Locate each line in the records below that contains the string "tree", and copy every such line. Case counts when matching.

Stored entries
--- start ---

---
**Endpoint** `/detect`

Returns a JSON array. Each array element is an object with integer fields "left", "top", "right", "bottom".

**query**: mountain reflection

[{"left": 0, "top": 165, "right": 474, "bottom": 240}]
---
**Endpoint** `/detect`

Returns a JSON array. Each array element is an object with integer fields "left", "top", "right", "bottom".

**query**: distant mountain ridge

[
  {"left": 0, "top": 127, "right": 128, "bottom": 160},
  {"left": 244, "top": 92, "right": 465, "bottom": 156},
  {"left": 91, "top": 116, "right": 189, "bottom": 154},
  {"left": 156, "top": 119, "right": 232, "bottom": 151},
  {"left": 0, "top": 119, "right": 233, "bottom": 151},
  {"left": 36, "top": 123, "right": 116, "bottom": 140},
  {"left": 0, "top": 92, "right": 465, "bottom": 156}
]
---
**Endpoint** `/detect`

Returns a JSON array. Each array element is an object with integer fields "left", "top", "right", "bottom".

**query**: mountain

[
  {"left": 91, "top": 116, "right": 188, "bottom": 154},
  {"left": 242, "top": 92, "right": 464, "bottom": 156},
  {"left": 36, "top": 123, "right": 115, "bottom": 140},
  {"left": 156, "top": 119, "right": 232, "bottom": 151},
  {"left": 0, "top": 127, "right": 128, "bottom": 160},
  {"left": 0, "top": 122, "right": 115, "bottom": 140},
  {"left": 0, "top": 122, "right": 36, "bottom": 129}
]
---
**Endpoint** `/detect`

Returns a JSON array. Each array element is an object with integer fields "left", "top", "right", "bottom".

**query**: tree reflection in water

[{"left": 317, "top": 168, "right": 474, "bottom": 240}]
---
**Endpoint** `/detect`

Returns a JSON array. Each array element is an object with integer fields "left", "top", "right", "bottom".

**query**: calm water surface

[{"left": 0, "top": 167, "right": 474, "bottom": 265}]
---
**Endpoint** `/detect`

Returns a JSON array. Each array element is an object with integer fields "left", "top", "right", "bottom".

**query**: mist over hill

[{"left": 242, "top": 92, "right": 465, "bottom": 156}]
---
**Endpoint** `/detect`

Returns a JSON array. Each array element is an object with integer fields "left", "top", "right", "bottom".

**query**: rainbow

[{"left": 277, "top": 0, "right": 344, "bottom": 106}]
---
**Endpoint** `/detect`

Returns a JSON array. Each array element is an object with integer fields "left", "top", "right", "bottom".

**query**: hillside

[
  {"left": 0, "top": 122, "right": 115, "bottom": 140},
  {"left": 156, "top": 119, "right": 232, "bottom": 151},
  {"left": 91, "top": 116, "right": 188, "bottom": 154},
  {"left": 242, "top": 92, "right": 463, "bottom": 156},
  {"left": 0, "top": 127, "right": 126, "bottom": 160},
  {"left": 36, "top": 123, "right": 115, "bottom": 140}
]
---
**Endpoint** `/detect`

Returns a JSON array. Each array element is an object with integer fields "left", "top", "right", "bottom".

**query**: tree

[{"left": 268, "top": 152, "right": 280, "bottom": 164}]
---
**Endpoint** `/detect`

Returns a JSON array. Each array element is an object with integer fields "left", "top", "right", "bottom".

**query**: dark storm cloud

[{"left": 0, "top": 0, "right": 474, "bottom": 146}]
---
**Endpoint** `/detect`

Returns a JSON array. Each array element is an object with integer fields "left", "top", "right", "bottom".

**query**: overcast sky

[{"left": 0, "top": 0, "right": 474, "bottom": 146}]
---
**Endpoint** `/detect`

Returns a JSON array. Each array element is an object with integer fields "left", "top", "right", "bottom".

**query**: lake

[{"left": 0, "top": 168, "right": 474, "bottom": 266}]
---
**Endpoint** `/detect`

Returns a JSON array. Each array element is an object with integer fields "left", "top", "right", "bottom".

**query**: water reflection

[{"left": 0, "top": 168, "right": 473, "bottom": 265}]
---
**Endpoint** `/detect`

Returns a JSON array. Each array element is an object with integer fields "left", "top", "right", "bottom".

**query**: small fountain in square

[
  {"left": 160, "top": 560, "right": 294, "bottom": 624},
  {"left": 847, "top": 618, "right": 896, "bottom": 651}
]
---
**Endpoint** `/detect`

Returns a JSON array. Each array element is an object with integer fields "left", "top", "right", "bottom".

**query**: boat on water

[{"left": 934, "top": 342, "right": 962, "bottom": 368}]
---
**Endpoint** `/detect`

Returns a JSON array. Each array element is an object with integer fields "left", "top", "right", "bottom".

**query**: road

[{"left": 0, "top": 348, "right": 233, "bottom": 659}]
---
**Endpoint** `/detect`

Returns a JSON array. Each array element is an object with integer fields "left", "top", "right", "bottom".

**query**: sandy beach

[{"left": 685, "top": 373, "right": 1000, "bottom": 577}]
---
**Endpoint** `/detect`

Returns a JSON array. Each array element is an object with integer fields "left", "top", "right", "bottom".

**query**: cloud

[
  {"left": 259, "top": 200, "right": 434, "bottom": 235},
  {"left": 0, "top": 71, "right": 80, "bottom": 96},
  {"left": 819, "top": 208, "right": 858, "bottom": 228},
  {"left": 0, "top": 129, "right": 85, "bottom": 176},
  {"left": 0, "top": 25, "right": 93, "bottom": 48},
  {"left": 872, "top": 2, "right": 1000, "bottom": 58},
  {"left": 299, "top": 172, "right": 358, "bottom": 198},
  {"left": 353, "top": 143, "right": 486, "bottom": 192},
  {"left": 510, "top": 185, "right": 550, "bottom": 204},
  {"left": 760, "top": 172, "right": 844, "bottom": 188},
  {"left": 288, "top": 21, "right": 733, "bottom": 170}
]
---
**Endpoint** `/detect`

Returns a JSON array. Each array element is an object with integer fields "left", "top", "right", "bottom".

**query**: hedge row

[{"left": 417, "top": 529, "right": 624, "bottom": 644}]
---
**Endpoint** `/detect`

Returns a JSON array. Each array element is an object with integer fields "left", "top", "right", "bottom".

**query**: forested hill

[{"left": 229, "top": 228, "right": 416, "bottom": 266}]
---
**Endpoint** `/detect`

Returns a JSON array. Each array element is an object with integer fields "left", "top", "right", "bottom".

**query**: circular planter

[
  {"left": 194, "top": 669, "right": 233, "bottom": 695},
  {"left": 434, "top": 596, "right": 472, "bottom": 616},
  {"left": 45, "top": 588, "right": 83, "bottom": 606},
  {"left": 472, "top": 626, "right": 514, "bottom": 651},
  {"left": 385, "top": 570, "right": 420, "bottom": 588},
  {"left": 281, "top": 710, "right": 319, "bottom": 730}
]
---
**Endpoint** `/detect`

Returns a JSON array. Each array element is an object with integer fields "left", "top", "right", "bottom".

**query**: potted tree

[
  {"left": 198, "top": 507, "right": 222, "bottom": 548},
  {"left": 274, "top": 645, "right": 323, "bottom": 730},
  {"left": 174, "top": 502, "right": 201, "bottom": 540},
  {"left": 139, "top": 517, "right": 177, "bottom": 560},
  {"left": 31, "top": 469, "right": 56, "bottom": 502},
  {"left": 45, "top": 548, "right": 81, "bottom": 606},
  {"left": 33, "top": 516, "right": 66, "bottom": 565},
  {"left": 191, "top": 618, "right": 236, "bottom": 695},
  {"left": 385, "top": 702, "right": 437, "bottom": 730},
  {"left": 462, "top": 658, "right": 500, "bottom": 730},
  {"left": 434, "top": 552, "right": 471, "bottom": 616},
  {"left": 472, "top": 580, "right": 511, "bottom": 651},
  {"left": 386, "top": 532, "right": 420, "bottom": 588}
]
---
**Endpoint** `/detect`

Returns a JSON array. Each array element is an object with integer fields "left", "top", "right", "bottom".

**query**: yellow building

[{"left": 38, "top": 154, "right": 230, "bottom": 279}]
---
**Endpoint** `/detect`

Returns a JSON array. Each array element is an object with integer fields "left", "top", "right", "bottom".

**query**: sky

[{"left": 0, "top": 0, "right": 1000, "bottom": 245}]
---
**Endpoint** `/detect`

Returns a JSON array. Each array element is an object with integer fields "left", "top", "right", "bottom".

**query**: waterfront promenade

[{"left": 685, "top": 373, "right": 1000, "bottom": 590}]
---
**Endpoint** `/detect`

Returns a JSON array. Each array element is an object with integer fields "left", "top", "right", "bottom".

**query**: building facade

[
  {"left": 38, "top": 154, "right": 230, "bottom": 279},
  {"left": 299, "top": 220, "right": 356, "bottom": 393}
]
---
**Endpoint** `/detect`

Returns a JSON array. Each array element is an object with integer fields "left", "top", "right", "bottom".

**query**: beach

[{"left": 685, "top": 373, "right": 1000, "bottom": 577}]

--- end ---

▶ **Result**:
**query**: tree reflection in water
**query**: tree
**query**: potted tree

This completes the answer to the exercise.